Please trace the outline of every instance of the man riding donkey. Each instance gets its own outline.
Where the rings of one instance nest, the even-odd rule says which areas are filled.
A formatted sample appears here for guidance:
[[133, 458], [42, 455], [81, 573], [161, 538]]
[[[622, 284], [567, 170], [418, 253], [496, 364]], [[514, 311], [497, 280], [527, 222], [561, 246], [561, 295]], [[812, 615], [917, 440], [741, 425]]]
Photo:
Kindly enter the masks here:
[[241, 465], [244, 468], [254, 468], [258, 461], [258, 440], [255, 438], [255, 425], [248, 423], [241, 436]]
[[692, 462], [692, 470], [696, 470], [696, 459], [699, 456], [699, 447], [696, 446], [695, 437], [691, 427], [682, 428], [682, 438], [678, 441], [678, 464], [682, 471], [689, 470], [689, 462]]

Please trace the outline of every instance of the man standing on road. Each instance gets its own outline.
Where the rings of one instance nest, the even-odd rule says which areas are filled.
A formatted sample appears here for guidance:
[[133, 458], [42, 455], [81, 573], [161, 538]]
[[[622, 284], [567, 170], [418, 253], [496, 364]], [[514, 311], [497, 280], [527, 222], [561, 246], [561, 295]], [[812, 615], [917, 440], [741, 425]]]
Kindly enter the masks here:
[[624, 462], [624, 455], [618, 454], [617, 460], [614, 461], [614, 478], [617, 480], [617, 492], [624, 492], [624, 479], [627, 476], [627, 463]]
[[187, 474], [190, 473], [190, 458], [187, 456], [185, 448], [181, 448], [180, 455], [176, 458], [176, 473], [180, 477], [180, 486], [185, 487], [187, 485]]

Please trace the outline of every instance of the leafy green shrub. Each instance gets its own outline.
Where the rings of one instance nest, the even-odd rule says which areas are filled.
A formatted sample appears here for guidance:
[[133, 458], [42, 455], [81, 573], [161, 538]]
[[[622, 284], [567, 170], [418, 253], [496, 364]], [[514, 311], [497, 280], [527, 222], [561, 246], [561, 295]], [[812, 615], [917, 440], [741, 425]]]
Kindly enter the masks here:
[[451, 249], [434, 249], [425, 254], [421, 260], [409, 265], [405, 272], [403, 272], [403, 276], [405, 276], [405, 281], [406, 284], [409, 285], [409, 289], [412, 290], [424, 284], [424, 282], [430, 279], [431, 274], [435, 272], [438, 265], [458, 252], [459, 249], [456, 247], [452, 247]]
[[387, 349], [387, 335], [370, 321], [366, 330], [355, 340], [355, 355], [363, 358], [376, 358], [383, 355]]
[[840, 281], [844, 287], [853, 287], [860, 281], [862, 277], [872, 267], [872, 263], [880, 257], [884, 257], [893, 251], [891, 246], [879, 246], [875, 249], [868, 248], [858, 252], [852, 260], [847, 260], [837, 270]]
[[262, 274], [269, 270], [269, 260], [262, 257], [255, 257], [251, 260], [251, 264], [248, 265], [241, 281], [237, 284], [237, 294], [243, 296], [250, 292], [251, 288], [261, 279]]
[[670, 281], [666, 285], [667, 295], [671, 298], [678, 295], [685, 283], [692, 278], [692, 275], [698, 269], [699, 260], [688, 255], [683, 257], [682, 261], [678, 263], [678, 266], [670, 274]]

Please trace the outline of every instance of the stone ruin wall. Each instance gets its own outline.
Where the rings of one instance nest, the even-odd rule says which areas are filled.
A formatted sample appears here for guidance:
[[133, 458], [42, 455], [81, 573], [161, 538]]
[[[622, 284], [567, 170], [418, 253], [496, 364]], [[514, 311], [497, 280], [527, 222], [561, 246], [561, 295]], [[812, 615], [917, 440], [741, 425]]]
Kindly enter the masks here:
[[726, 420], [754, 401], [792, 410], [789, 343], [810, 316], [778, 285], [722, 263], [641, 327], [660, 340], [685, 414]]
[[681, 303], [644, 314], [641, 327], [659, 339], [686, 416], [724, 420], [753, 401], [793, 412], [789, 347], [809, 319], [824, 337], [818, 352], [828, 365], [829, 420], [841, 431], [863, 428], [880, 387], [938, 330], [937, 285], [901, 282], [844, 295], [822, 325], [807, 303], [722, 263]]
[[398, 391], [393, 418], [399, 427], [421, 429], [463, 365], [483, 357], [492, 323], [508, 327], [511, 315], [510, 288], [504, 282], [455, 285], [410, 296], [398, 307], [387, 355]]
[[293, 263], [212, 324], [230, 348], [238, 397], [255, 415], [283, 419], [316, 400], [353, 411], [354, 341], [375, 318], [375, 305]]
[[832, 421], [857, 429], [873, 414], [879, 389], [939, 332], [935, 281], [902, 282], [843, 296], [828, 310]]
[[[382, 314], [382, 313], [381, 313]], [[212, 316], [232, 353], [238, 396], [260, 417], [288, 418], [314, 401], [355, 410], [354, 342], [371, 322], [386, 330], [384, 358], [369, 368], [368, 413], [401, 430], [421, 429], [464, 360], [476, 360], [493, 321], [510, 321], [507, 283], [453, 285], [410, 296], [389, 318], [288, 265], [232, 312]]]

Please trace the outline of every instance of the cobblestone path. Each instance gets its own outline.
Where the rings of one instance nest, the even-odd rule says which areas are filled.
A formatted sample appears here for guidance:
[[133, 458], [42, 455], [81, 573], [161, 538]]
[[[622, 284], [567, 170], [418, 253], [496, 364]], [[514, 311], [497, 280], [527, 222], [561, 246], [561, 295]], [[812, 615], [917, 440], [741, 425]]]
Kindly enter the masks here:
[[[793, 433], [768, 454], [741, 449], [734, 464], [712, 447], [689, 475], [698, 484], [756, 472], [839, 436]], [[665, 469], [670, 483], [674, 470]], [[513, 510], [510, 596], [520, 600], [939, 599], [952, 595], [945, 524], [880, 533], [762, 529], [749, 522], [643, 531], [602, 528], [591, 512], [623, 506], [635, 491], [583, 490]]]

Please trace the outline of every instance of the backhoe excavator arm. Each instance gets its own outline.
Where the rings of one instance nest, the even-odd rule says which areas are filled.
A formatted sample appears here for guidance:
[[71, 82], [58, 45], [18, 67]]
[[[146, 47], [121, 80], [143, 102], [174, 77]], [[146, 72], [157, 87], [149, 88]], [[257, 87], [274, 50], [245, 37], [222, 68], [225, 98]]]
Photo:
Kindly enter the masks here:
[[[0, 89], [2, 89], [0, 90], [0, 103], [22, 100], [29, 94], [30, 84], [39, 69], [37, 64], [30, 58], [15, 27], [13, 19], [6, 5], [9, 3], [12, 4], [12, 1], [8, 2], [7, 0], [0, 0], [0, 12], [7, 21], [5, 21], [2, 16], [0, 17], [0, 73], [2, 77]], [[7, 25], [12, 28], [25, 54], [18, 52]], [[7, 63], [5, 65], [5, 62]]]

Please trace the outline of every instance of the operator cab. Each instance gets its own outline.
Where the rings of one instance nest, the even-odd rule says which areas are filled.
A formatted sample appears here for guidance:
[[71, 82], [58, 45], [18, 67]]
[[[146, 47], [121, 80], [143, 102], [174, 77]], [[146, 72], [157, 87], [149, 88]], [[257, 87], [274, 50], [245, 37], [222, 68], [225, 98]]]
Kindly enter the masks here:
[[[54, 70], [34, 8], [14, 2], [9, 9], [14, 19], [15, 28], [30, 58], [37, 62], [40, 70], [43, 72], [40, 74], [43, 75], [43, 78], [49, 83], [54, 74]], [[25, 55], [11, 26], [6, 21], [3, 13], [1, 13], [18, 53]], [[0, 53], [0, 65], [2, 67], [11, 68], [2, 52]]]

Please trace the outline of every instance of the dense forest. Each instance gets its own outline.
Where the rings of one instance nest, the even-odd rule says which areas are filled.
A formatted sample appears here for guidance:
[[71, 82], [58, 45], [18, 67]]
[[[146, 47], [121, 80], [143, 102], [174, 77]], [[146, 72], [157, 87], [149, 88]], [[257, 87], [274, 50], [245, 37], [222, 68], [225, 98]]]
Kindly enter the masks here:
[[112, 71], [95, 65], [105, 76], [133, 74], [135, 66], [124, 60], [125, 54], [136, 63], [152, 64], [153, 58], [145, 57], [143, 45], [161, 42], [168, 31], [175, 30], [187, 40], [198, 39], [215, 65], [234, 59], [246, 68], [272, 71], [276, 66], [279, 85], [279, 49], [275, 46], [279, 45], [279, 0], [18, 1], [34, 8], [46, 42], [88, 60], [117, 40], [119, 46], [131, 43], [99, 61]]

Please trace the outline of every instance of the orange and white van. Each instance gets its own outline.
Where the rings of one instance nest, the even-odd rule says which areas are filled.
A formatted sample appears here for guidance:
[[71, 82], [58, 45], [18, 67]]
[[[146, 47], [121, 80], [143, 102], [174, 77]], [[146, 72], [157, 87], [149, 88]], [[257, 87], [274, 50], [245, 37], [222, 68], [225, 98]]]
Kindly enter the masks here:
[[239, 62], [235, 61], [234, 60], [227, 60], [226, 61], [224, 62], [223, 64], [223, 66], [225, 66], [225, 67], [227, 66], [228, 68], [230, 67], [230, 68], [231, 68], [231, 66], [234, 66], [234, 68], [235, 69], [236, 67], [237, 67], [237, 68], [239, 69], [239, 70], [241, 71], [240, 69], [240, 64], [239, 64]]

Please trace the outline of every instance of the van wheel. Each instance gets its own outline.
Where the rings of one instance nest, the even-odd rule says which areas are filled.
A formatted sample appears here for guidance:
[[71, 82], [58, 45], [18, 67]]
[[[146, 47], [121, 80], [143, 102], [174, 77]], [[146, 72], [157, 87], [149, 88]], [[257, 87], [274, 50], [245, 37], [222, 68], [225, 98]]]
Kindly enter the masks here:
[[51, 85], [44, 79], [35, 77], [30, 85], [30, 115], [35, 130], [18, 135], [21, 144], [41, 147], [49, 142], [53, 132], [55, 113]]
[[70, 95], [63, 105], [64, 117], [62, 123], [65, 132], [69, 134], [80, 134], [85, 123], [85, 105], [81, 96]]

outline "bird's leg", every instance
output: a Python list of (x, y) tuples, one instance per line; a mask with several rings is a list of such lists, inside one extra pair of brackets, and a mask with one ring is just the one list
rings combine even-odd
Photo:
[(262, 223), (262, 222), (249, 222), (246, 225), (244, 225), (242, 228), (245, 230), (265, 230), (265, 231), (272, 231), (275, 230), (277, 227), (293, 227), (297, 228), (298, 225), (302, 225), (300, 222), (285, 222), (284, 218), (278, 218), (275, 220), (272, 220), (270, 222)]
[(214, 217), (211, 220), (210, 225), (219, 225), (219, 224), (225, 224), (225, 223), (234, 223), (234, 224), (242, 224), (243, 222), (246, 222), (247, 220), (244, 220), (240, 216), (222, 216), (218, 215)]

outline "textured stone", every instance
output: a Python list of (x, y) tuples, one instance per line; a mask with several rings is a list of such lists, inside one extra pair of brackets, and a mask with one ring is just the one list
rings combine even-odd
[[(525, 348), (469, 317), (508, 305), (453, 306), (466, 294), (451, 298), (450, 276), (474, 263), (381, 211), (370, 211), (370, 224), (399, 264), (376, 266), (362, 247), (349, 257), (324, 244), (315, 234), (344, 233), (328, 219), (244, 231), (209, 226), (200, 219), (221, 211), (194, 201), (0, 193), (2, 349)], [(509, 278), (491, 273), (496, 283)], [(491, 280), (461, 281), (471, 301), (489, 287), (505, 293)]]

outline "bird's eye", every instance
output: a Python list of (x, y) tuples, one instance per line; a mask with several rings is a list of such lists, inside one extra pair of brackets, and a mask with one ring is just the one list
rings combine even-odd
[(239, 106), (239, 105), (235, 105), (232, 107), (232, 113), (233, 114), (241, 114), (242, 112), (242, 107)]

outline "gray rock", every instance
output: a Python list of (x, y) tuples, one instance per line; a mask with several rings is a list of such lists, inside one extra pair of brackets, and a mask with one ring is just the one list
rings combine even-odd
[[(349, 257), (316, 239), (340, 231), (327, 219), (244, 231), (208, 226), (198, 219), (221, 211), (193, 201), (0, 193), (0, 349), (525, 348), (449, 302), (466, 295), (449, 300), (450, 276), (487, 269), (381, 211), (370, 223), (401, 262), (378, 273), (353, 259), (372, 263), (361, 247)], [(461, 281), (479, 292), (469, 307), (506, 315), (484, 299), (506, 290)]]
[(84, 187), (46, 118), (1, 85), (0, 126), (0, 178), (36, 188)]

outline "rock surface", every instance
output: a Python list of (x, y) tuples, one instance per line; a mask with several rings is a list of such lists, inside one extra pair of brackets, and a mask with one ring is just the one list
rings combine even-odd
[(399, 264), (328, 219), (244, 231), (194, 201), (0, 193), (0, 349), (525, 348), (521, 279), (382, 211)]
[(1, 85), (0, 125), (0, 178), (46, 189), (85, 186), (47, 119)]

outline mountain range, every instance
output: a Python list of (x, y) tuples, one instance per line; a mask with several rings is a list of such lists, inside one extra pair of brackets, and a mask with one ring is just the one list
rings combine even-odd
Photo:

TASK OBJECTIVE: Scale the records from the line containing "Please trace the outline of every instance of the orange" through the line containing "105], [81, 96]]", both included. Copy those lines in full, requests included, but multiply every coordinate in the answer outlines by 1.4 and round each to a whole number, with halves rounded up. Leave the numbers in the requests and their format samples unchanged.

ANSWER:
Please trace the outline of every instance of the orange and white van. Each instance gets its own outline.
Where the rings of one instance nest, the even-odd rule says which areas are filled.
A formatted sample appears here for guidance:
[[71, 82], [58, 45], [18, 67]]
[[[146, 47], [121, 80], [143, 102], [174, 77]], [[146, 72], [157, 87], [149, 88]], [[257, 87], [274, 50], [245, 37], [222, 68], [225, 98]]]
Kindly enter the masks here:
[[335, 87], [329, 85], [328, 84], [318, 84], [316, 85], [314, 87], [312, 90], [312, 92], [315, 92], [315, 94], [318, 92], [319, 95], [322, 94], [322, 95], [323, 95], [323, 92], [328, 92], [328, 95], [329, 97], [330, 94], [332, 94], [332, 95], [335, 97], [335, 98], [337, 99], [336, 97], [336, 90], [335, 90]]

Please trace the outline of every instance of the van wheel. Each instance gets its own outline.
Where the rings of one instance nest, the even-odd rule says which areas are filled.
A formatted sample appears here for guidance:
[[71, 82], [58, 45], [18, 67]]
[[[146, 47], [121, 80], [143, 102], [174, 77]], [[146, 72], [157, 87], [149, 88]], [[257, 87], [274, 50], [245, 37], [222, 68], [225, 98]]]
Kindly enter the masks here:
[[71, 119], [62, 111], [49, 108], [42, 119], [42, 161], [49, 182], [25, 189], [29, 202], [57, 206], [69, 199], [74, 185], [77, 158]]
[[98, 133], [88, 147], [90, 164], [87, 172], [91, 185], [97, 188], [112, 188], [119, 172], [119, 147], [113, 134]]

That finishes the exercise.